Goals
1 - In the passage on the scale of human impacts, what does the text say we could presume about Earth if impacts were smaller?
2 - Reproduce the passage on the scale of human impacts word for word, everything from "Millions of trees" down to "of the world.".

Passage shown
· · · ·

Interestingly, all have to do with the size of impacts.  If they were
smaller -- if the population were lower and we had a sufficiently
backward technology -- we could presume Earth were infinite and flat.
Bad impacts would fade away before they got big.

But huge amounts of dirt are moved by humans every year, huge amounts
of water consumed.

We humans can transform much before the feedbacks become dangerous on
a planetary scale.  But when the impacts become really large, then we
have to think about the planet as a whole.

Millions of trees can be cut down.  I don't think it would matter
terribly much to the planet if the whole northeastern part of the
United States were deforested again.  Maybe it would have some effect,
because that is a big region.  I mean, that kind of deforestation is
not trivial to the people or trees involved, but I think it is trivial
in terms of the world.

This is a practical matter.  In our culture, people and markets do not
perceive non-linear effects that depend on much larger territories
than they imagine or much longer periods of time.

Worse, if those a person does not don't know did not exist, the person
would not be impacted.  He or she could act as if the world were flat
and not a ball.  So there is increased reason to dislike unknown
others ...

In the past, you might be killed by a saber-toothed tiger, but you
would not be hurt by the side effects of food growing on another
continent!

· · · ·

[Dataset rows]
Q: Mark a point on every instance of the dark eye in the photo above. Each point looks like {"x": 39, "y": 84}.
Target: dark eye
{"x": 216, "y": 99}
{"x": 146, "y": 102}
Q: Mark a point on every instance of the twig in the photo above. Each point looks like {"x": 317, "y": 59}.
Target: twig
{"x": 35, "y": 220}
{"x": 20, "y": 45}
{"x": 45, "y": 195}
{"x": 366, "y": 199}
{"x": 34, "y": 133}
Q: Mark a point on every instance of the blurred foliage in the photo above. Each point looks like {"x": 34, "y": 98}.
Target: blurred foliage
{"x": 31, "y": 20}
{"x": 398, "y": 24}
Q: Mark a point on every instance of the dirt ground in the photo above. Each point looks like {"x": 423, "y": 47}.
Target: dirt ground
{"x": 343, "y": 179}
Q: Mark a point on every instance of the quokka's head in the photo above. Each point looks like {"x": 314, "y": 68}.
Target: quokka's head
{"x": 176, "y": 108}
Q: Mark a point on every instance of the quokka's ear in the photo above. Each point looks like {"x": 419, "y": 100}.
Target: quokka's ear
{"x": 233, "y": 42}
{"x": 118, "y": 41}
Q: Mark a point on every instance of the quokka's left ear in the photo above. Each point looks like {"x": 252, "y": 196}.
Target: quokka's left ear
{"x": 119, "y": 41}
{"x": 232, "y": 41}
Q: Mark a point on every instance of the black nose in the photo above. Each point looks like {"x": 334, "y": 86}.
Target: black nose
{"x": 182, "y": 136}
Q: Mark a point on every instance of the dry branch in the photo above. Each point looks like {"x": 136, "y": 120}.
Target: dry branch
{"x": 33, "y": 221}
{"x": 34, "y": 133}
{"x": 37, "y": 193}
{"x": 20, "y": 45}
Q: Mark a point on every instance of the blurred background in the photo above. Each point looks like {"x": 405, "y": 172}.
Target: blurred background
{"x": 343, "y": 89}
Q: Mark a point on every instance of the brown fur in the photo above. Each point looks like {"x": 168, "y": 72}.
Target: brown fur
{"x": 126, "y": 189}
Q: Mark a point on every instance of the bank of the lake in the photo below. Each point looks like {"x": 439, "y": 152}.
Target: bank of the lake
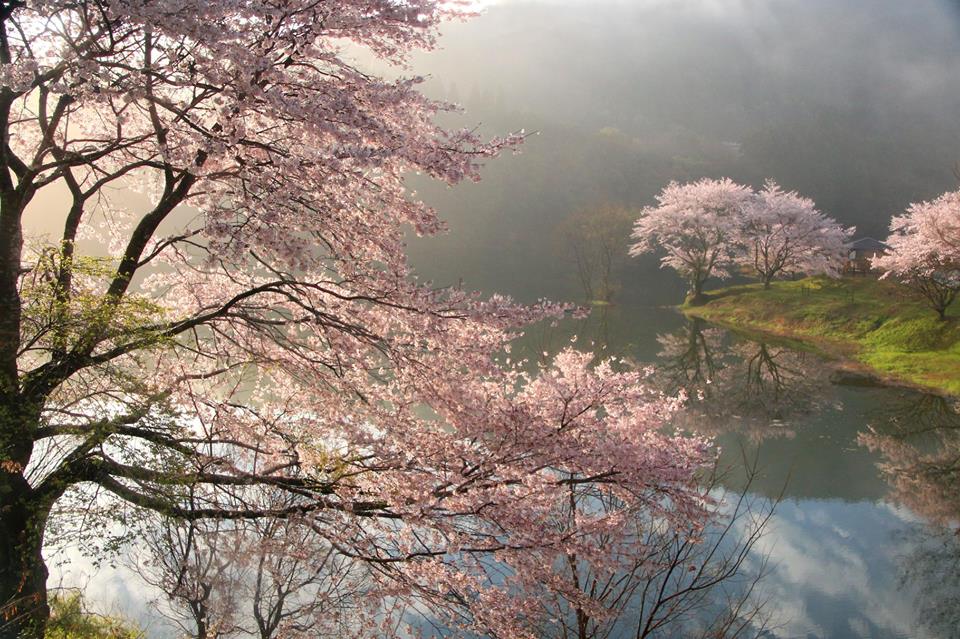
{"x": 878, "y": 326}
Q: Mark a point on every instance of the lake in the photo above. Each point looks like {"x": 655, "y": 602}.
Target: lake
{"x": 862, "y": 543}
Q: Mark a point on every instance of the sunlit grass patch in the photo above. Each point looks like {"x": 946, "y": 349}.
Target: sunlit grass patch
{"x": 878, "y": 323}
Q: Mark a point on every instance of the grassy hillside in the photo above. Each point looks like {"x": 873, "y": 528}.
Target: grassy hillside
{"x": 879, "y": 324}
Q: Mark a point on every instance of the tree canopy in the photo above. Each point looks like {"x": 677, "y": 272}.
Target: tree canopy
{"x": 251, "y": 343}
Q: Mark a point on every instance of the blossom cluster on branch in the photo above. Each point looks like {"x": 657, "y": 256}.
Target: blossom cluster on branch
{"x": 256, "y": 347}
{"x": 710, "y": 228}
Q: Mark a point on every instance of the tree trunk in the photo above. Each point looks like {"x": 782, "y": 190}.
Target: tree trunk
{"x": 23, "y": 573}
{"x": 695, "y": 296}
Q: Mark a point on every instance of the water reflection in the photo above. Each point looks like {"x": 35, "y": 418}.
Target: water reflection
{"x": 735, "y": 385}
{"x": 865, "y": 543}
{"x": 918, "y": 439}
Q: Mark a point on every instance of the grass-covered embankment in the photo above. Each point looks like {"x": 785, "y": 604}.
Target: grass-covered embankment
{"x": 881, "y": 325}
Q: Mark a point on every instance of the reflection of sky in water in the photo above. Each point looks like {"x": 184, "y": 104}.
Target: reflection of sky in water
{"x": 835, "y": 571}
{"x": 838, "y": 546}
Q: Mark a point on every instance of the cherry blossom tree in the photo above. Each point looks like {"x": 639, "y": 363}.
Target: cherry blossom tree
{"x": 594, "y": 237}
{"x": 782, "y": 232}
{"x": 254, "y": 335}
{"x": 925, "y": 250}
{"x": 697, "y": 226}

· · · ·

The solutions
1 - We could presume Earth were infinite and flat.

2 -
Millions of trees can be cut down.  I don't think it would matter
terribly much to the planet if the whole northeastern part of the
United States were deforested again.  Maybe it would have some effect,
because that is a big region.  I mean, that kind of deforestation is
not trivial to the people or trees involved, but I think it is trivial
in terms of the world.